Source text ::
CIAM and User Experience: Usability and Login Best Practices
Highlights from Simeio’s July 22nd “Ask Me Anything Coffee Talk Series”
Last Wednesday’s Coffee Talk was another interesting and informative session. The topic was “CIAM and the User Experience.” The session hosts were Michael Bickford, Director, Solutions and Advisory at Simeio Solutions, and Danielle Kucera, Senior Product Marketing Manager at Okta. Here are some of the session highlights.
What is the importance of CIAM, specifically as it relates to usability?
Usability is incredibly important for CIAM, and user login is one of the first things we consider. It is the gateway to the user’s experience with your brand. Whether a user is logging in for the first time or returning, it’s the front door to your business, and that experience needs to be welcoming.
During login, we’ve all been asked the personal security questions, like what color is the house you grew up in, and what is your favorite winter sport? These questions become irritating, because the company doesn’t seem to recognize our device, or that we’ve logged in before. These questions aren’t considered best practices. They add friction to the user experience, and they don’t keep the user identity secure.
The best online customer experiences are those where the companies know who we are and what we like. Customers don’t care about what goes on behind the scenes. They just want a simple and easy experience, and to know their information is secure and their privacy intact. They want to seamlessly engage with your multiple channels and move between business lines logging in again and again.
To provide the best customer experience, it’s our responsibility to orchestrate our services to best meet the customer’s needs, across all channels and lines of business. Having a common view of a customer’s identity across all applications and services is critical to accomplishing this.
Can you elaborate on login best practices?
Having a clear line-of-site into customer applications is important. Are they logging in to check their account status? Are they paying a bill? Providing customers with a single identity, where they can access all applications and services, with one login, is a common best practice. Providing secure access for transactions, with authorization and authentication, is another best practice.
Today, customers interact with a brand in many ways. Having a consistent login experience across all channels is important. Customers shouldn’t be negatively impacted, because of the variety of devices they use, whether a phone, laptop, tablet, or smart home device. Tying identity across all devices helps eliminate this friction.
Asking questions that don’t apply to the products or services you offer, or asking too many questions up front, will frustrate customers. Asking for the right information is a critical best practice. We call this progressive profiling. Ask only what you need in the initial interaction, and then over time, you can ask for additional information, but only if it’s relevant to your brand and the customer interest.
As privacy regulations increase, it becomes even more important to understand why you collect all that data. Many companies have overextended in collecting as much data as they can from customers. This is counter to what is considered a best practice.
The data collection and progressive profiling process should reflect what the customer wants to do. What the customer expects from your company, as they interact with you, will define your data collection process. And it’s different for every business. A hair salon will need different information than an athletic apparel company.
What is the process for progressive data profiling?
It’s important to collect information that’s relevant to your business and ask for it at the right time. If your backend system can’t identify a customer across devices and lines-of-business, you will be limited. Without a system that enables a single identity across multiple devices and different channels, the business is siloed. You will have to continuously ask customers to log in to each channel separately. And that makes for lousy customer experience.

Material shown ::
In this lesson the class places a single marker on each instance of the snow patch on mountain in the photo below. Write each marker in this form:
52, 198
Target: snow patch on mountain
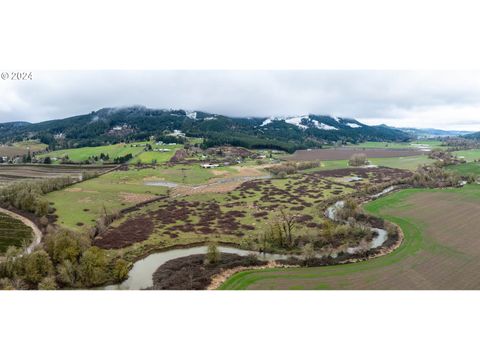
322, 126
299, 121
352, 125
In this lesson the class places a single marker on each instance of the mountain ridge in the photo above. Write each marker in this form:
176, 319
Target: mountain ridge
287, 133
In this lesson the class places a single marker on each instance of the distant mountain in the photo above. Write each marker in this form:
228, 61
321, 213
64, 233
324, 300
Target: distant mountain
111, 125
475, 136
428, 133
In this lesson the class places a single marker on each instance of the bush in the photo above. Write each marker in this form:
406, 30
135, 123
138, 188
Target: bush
120, 270
213, 255
48, 283
37, 266
93, 267
64, 245
358, 160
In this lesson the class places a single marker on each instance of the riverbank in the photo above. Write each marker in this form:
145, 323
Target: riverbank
37, 234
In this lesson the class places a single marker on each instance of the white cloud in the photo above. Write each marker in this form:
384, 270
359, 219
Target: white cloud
443, 99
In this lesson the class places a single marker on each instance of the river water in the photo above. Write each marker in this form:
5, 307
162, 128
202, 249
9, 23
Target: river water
140, 276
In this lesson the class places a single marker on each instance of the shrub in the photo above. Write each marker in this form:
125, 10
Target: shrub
358, 160
120, 270
48, 283
93, 267
37, 266
213, 255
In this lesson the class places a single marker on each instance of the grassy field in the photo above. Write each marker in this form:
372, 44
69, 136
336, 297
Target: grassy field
405, 163
78, 206
82, 154
240, 216
470, 168
468, 155
392, 145
13, 232
440, 250
237, 216
138, 152
32, 145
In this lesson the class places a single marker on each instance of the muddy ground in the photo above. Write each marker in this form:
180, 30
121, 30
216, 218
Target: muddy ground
346, 153
173, 217
191, 272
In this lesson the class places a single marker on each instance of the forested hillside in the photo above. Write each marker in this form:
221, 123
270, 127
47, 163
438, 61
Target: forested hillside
111, 125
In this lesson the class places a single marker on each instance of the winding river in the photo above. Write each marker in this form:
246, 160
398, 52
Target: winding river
140, 276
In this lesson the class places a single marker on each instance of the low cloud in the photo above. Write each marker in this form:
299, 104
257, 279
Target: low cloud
441, 99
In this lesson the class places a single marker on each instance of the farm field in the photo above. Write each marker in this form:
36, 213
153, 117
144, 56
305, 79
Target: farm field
82, 154
392, 145
238, 216
440, 251
407, 163
78, 206
14, 173
13, 232
21, 148
346, 153
470, 168
468, 155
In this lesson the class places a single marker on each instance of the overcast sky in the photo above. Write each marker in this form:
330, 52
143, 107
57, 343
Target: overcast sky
445, 100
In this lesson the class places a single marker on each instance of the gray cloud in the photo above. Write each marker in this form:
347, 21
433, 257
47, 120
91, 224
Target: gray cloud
442, 99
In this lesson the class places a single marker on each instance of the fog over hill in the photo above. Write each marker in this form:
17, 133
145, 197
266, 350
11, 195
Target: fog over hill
447, 100
111, 125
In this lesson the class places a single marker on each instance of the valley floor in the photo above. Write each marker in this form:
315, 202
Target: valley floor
441, 249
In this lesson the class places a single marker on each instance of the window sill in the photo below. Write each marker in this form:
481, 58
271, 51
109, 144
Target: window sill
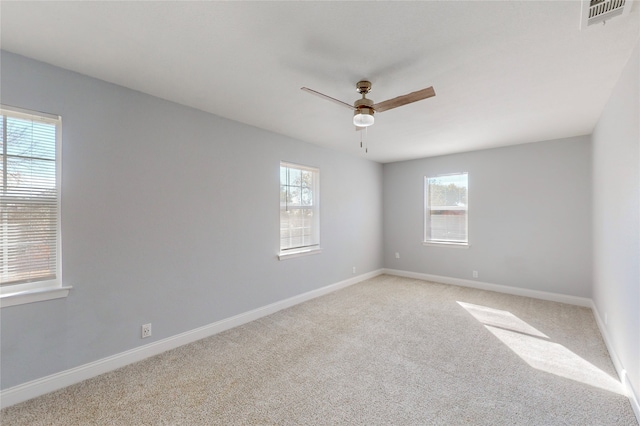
30, 296
292, 255
445, 244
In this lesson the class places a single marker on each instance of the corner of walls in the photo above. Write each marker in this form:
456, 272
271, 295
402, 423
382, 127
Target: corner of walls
616, 226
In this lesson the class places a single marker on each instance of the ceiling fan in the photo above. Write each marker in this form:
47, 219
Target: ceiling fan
363, 109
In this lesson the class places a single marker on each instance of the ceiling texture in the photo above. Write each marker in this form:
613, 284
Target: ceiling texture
504, 72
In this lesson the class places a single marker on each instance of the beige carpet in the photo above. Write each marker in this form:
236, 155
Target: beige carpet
387, 351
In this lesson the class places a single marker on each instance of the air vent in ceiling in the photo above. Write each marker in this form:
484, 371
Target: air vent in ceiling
596, 11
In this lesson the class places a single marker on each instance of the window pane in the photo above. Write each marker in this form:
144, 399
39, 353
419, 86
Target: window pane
299, 219
446, 215
29, 202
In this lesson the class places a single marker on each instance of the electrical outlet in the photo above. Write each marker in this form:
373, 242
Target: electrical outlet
146, 330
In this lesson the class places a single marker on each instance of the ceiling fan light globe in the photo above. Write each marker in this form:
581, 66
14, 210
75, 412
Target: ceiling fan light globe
363, 119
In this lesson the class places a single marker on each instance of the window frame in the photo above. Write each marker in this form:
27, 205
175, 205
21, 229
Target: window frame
297, 251
40, 290
426, 238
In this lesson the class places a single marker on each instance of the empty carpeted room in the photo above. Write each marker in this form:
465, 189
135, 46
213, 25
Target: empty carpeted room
320, 212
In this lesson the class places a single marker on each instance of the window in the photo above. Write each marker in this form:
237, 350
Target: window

Task details :: Reproduce the passage of the CIAM session summary from "Last Wednesday’s Coffee" up to and including "to be welcoming.", changing "front door" to "main entrance".

Task solution ::
Last Wednesday’s Coffee Talk was another interesting and informative session. The topic was “CIAM and the User Experience.” The session hosts were Michael Bickford, Director, Solutions and Advisory at Simeio Solutions, and Danielle Kucera, Senior Product Marketing Manager at Okta. Here are some of the session highlights.
What is the importance of CIAM, specifically as it relates to usability?
Usability is incredibly important for CIAM, and user login is one of the first things we consider. It is the gateway to the user’s experience with your brand. Whether a user is logging in for the first time or returning, it’s the main entrance to your business, and that experience needs to be welcoming.